§ Required task A: In the list of grievances, at what kinds of places did he call together legislative bodies?

§ Quoted text:
※ ※ ※
He has refused his assent to laws, the most wholesome and necessary for the public good.
He has forbidden his governors to pass laws of immediate and pressing importance, unless suspended in their operation till his assent should be obtained; and when so suspended, he has utterly neglected to attend to them.
He has refused to pass other laws for the accommodation of large districts of people, unless those people would relinquish the right of representation in the legislature, a right inestimable to them and formidable to tyrants only.
He has called together legislative bodies at places unusual, uncomfortable, and distant from the depository of their public records, for the sole purpose of fatiguing them into compliance with his measures.
He has dissolved representative houses repeatedly, for opposing with manly firmness his invasions on the rights of the people.
He has refused for a long time, after such dissolutions, to cause others to be elected; whereby the legislative powers, incapable of annihilation, have returned to the people at large for their exercise; the state remaining in the meantime exposed to all the dangers of invasion from without, and convulsions within.
He has endeavored to prevent the population of these states; for that purpose obstructing the laws for naturalization of foreigners; refusing to pass others to encourage their migration hither, and raising the conditions of new appropriations of lands.
He has obstructed the administration of justice, by refusing his assent to laws for establishing judiciary powers.
He has made judges dependent on his will alone, for the tenure of their offices, and the amount and payment of their salaries.
He has erected a multitude of new offices, and sent hither swarms of officers to harass our people, and eat out their substance.
He has kept among us, in times of peace, standing armies without the consent of our legislature.
He has affected to render the military independent of and superior to civil power.
He has combined with others to subject us to a jurisdiction foreign to our constitution, and unacknowledged by our laws; giving his assent to their acts of pretended legislation:
For quartering large bodies of armed troops among us:
For protecting them, by mock trial, from punishment for any murders which they should commit on the inhabitants of these states:
For cutting off our trade with all parts of the world:
For imposing taxes on us without our consent:
For depriving us in many cases, of the benefits of trial by jury:
For transporting us beyond seas to be tried for pretended offenses:
For abolishing the free system of English laws in a neighboring province, establishing therein an arbitrary government, and enlarging its boundaries so as to render it at once an example and fit instrument for introducing the same absolute rule in these colonies:
For taking away our charters, abolishing our most valuable laws, and altering fundamentally the forms of our governments:
For suspending our own legislatures, and declaring themselves invested with power to legislate for us in all cases whatsoever.
※ ※ ※
§ Listed entries:
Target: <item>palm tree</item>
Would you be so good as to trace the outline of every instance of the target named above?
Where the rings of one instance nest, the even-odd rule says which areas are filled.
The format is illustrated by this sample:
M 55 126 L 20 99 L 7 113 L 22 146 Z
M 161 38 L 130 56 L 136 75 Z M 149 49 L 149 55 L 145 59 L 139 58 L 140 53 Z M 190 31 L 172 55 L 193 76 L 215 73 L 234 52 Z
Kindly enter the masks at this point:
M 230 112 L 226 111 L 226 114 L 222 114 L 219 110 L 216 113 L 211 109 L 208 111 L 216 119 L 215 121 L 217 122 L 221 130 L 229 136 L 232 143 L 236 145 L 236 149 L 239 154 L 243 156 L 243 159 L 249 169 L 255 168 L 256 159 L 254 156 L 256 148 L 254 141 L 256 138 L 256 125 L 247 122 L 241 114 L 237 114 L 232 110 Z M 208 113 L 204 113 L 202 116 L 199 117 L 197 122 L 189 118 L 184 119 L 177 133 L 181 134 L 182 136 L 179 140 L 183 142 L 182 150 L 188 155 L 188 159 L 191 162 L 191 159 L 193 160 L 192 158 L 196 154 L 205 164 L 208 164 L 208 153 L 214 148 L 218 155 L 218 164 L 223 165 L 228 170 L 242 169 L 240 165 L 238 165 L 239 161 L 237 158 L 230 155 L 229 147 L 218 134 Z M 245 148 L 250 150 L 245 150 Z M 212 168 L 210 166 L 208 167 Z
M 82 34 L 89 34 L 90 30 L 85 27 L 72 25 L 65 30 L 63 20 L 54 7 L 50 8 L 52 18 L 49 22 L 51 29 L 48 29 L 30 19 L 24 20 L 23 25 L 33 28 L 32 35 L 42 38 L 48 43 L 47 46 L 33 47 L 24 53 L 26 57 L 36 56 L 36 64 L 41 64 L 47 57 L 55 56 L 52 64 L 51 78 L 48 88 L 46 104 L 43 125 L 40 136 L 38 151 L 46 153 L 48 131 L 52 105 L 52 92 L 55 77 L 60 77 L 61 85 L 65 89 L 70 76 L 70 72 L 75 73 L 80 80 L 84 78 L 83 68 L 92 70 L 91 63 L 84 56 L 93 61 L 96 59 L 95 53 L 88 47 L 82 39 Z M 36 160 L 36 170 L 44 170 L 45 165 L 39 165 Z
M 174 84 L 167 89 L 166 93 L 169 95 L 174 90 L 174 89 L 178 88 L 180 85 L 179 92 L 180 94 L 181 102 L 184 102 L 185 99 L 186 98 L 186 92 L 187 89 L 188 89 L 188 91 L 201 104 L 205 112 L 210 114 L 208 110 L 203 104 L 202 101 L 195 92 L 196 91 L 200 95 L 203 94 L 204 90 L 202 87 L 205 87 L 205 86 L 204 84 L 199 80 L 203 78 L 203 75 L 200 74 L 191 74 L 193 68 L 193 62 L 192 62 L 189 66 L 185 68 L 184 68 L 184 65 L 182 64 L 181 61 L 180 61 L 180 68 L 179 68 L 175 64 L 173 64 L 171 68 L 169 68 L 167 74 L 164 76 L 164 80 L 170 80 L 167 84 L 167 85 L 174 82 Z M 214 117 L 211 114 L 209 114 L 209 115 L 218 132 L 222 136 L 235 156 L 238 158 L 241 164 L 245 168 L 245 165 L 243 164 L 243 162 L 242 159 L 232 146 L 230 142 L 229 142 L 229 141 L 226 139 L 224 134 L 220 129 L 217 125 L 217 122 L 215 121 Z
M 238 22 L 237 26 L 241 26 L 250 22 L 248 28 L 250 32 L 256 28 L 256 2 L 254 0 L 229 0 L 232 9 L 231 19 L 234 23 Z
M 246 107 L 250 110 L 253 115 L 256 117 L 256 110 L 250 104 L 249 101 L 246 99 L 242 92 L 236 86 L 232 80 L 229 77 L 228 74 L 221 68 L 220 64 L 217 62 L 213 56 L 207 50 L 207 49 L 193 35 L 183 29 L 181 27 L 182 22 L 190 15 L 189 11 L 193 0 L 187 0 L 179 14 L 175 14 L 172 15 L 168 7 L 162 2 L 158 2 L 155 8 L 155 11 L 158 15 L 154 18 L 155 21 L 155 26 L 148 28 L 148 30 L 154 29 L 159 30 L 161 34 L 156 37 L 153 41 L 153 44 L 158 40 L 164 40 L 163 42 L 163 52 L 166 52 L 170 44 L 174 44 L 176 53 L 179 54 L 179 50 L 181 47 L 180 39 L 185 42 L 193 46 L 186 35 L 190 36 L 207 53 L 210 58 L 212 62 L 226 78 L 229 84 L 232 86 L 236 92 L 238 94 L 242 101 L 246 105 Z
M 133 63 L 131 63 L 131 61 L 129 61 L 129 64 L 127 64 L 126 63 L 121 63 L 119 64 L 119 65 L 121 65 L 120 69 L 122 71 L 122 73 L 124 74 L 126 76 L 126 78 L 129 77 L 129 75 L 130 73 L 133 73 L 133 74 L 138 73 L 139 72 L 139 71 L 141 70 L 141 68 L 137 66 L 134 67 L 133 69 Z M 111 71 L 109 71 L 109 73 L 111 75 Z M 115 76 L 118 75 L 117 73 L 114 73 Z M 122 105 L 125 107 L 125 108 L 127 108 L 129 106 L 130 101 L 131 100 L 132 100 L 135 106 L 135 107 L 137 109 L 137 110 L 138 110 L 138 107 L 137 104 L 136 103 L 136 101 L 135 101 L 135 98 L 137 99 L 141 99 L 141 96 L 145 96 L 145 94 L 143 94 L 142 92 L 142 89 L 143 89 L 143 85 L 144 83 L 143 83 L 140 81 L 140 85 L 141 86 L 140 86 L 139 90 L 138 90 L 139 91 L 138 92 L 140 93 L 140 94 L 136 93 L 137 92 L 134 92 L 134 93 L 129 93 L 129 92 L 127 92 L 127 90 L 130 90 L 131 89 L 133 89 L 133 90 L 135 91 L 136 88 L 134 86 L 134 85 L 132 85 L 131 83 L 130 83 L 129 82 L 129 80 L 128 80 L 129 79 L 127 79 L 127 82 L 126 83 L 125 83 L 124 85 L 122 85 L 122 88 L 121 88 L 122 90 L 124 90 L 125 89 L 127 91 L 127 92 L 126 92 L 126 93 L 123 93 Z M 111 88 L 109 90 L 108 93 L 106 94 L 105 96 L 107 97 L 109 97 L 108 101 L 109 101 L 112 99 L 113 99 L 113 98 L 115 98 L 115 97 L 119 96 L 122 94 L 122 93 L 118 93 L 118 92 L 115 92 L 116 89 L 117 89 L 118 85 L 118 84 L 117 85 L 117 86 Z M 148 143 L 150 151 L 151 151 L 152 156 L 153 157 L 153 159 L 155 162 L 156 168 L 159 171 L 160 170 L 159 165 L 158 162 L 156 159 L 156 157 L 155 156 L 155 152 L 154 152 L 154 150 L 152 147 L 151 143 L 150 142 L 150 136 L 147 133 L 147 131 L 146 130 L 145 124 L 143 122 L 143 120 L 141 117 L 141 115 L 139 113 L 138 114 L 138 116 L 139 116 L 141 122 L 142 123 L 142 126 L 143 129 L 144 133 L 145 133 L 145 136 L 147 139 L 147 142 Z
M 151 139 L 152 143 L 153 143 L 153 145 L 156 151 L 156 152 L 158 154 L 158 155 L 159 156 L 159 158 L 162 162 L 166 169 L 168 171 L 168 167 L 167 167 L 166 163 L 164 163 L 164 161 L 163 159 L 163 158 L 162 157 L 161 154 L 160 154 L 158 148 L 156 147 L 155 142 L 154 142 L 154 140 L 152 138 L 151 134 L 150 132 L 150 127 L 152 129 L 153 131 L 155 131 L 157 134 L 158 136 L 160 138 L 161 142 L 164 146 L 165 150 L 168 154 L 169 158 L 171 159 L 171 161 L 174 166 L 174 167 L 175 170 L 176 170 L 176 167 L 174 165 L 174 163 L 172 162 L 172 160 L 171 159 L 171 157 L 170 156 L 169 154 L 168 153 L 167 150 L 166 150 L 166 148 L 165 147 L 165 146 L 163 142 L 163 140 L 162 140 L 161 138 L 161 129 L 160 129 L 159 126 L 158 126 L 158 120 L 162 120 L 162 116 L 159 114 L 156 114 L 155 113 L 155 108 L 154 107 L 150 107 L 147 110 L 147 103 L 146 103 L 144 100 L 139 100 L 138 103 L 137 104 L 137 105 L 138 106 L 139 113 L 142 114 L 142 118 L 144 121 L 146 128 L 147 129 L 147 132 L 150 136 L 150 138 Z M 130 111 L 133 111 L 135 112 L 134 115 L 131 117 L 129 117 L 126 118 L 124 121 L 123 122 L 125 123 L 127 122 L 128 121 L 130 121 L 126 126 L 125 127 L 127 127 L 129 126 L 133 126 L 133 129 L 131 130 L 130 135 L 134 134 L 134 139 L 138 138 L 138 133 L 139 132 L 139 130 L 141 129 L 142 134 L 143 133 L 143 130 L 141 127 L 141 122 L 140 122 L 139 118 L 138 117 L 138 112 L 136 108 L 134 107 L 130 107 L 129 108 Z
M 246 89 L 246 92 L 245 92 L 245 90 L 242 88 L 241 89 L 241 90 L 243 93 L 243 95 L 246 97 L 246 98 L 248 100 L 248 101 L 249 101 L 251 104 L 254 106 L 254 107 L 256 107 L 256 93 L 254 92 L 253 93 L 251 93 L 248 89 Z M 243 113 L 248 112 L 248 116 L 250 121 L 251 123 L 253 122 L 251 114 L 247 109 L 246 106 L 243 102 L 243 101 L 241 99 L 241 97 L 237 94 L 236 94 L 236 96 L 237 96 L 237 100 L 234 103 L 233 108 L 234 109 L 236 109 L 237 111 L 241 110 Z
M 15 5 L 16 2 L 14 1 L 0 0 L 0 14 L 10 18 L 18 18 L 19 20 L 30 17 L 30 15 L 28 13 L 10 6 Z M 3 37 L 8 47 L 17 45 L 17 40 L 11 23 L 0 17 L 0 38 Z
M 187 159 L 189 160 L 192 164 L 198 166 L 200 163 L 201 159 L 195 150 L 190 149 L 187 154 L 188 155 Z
※ ※ ※
§ Required task B: Write out the listing word for word, starting at its first line and stopping after the line that contains "M 230 112 L".

§ Expected answer A: At places unusual, uncomfortable, and distant from the depository of their public records.

§ Expected answer B:
Target: <item>palm tree</item>
Would you be so good as to trace the outline of every instance of the target named above?
Where the rings of one instance nest, the even-odd rule says which areas are filled.
The format is illustrated by this sample:
M 55 126 L 20 99 L 7 113 L 22 146 Z
M 161 38 L 130 56 L 136 75 Z M 149 49 L 149 55 L 145 59 L 139 58 L 140 53 Z M 190 31 L 172 55 L 193 76 L 215 73 L 234 52 Z
Kindly enter the masks at this point:
M 230 112 L 226 111 L 226 114 L 222 114 L 219 110 L 216 113 L 211 109 L 208 111 L 216 119 L 215 121 L 217 122 L 221 130 L 229 136 L 232 143 L 236 145 L 236 149 L 239 154 L 243 156 L 243 159 L 249 169 L 255 168 L 256 159 L 254 156 L 256 148 L 254 141 L 256 138 L 256 125 L 247 122 L 241 114 L 237 114 L 232 110 Z M 208 113 L 204 113 L 202 116 L 199 117 L 197 122 L 189 118 L 184 119 L 177 133 L 181 134 L 182 136 L 179 140 L 183 142 L 182 150 L 188 155 L 188 159 L 191 162 L 191 159 L 193 160 L 192 158 L 196 154 L 205 164 L 208 164 L 208 153 L 214 148 L 218 155 L 218 164 L 223 165 L 228 170 L 242 169 L 240 165 L 238 165 L 239 161 L 237 158 L 230 155 L 229 147 L 218 134 Z M 245 148 L 250 150 L 245 150 Z M 212 168 L 210 166 L 208 167 Z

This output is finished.